*DIRECTIONS FOR THIS TASK:* Reproduce the stretch of the passage on empathy from "As a Christian" through "demands being with.", switching "exemplar" to "example".

*EXERCISE PASSAGE:*
★ ★ ★ ★

Mind-reading is real… ish.
Our brains interpret and mirror the intentions of others. While primates and birds primarily seem to have mirror neurons in their centers of movement, interestingly humans possess these systems not only in our brain's center of movement, but also in our emotional centers like the “insular cortex […] amygdala, and other limbic areas”.
Okay—so the brain is wired for empathy. Why then does empathy often seem so hard? It turns out our brains are conditionally empathetic. We “feel with” most easily for those that are most like us: those that we see as part of our tribe and those that we agree with. Our brains might be built to empathize, but we often do so only selectively. According to Haidt (and other evolutionary psychologists like him) this unique ability for group empathy evolved as a survival mechanism.
Those that are better able to feel with/for their group survive, and those that can’t empathize— don’t.
I responded to my friend’s question above with two pieces of advice that I will now also leave with you. If you’re seeking to empathize with someone, first, purposefully find some commonalities with them. Get to know them. You’ll find all kinds of things in common. Out of that commonality you’ll have the emotional foundation to try and be empathetic. Your brain will be less opposed to “feeling with” someone if you realize, “Hey, we’re not so different after all!”
Second, try and think about life from their perspective. That seems obvious of course. If you want to empathize with someone, think like them! It might be obvious, but I don’t think it’s something we purposely do very often. Empathy is an emotion, but it’s one we can attempt to engender through perspective-taking. Trying to be empathetic with someone? Ask them about what they’re thinking, feeling, and what they’d like to do about it. You’ll notice that there are ways you think differently. Why is that? Are you perhaps missing some information, or a way of talking about something, that they’ve got?
As a Christian I can’t think of a better exemplar of empathy-building than Christ. The incarnation is far more than an attempt to build empathy, of course, but it is by far the best model of empathy I can think of. As Eugene Peterson put it, “The Word became flesh and blood, and moved into the neighborhood.” That’s the basis of empathy building.
Feeling with demands being with.
[The above is part of a series on sociobiology, evolutionary psychology, and the nature of the mind by Master of Divinity student, John Lussier. In this series he will be asking some pretty big questions: How might biology inform our sense of the moral? Where do emotions and reason come in? Who are we and what were we made for? Definitive answers are often hard to come by, but sometimes becoming informed is just as much about learning to ask the right questions. We hope you will come alongside him--and us--on this intellectual journey! ]
["Mirrored" Photo Credit: Zoltan Voros]
 By embodied solidarity I mean a posture and presence of being there for someone with the whole of who we are as people. I was introduced to phrase “embodied solidarity” through the words of Larycia Hawkins. The writing of Esther Lightcap Meeks on knowing and the embodied, covenantal nature of this lifelong process has also been hugely formational here.
 Haidt, 236.
 In later posts we will reflect on Haidt’s research into moral matrixes, for now its suffice to say that often division between people happens because we aren’t thinking about something the way they are.

★ ★ ★ ★

*DATA UNDER STUDY:*

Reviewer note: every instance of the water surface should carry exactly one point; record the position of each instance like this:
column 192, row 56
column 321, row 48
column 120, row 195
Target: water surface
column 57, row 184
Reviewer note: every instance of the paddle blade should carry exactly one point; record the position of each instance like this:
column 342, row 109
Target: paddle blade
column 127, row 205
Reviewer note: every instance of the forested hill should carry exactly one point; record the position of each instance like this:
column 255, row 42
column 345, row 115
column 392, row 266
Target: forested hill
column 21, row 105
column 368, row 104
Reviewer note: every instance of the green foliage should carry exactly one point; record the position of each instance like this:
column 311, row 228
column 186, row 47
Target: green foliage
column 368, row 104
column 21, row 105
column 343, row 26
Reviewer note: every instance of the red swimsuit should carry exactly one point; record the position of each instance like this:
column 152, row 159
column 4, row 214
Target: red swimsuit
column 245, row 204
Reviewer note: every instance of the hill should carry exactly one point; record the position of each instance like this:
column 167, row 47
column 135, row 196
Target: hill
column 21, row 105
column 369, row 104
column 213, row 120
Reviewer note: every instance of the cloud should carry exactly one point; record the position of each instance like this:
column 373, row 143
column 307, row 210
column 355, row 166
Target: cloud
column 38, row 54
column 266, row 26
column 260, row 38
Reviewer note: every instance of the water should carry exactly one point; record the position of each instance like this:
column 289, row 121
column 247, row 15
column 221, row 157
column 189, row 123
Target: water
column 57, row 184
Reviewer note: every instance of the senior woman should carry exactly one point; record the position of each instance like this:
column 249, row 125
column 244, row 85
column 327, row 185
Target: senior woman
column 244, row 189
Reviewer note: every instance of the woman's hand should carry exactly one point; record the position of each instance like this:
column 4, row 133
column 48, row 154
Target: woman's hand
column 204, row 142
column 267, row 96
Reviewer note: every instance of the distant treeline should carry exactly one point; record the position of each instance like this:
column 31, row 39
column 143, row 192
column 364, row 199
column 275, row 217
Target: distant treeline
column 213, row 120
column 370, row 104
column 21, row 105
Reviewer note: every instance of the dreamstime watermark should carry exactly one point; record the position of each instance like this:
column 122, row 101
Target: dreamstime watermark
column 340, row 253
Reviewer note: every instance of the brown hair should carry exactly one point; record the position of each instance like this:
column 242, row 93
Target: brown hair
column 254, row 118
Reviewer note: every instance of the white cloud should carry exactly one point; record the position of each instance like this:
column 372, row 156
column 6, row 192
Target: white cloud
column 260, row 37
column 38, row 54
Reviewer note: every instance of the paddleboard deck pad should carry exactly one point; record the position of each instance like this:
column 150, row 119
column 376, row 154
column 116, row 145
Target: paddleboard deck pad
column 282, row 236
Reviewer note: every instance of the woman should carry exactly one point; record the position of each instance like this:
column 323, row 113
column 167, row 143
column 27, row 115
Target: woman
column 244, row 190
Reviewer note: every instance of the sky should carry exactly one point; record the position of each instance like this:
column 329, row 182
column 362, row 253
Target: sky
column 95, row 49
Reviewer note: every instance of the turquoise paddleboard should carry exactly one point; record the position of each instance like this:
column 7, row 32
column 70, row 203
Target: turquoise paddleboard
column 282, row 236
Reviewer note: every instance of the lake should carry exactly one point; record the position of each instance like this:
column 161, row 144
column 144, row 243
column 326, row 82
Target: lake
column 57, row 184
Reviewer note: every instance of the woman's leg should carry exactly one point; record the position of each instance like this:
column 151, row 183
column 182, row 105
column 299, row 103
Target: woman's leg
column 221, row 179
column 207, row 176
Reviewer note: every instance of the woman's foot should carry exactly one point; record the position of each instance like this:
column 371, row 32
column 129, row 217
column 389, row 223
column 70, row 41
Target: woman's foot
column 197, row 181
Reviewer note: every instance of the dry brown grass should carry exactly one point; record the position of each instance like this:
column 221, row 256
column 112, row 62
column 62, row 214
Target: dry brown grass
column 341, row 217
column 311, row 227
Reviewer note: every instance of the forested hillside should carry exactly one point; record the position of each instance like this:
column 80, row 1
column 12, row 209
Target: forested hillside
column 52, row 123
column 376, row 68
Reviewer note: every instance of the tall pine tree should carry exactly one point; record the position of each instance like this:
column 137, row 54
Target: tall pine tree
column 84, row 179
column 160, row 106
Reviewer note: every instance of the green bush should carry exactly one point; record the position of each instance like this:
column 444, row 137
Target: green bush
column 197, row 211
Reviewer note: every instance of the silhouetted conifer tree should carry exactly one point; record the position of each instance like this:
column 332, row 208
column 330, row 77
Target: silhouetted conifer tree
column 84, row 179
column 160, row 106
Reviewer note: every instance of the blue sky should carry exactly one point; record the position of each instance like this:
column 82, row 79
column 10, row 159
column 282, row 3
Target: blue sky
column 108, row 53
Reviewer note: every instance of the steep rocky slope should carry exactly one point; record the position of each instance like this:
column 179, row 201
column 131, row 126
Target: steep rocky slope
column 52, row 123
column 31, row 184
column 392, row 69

★ ★ ★ ★

*SOLVED PROBLEM:*
As a Christian I can’t think of a better example of empathy-building than Christ. The incarnation is far more than an attempt to build empathy, of course, but it is by far the best model of empathy I can think of. As Eugene Peterson put it, “The Word became flesh and blood, and moved into the neighborhood.” That’s the basis of empathy building.
Feeling with demands being with.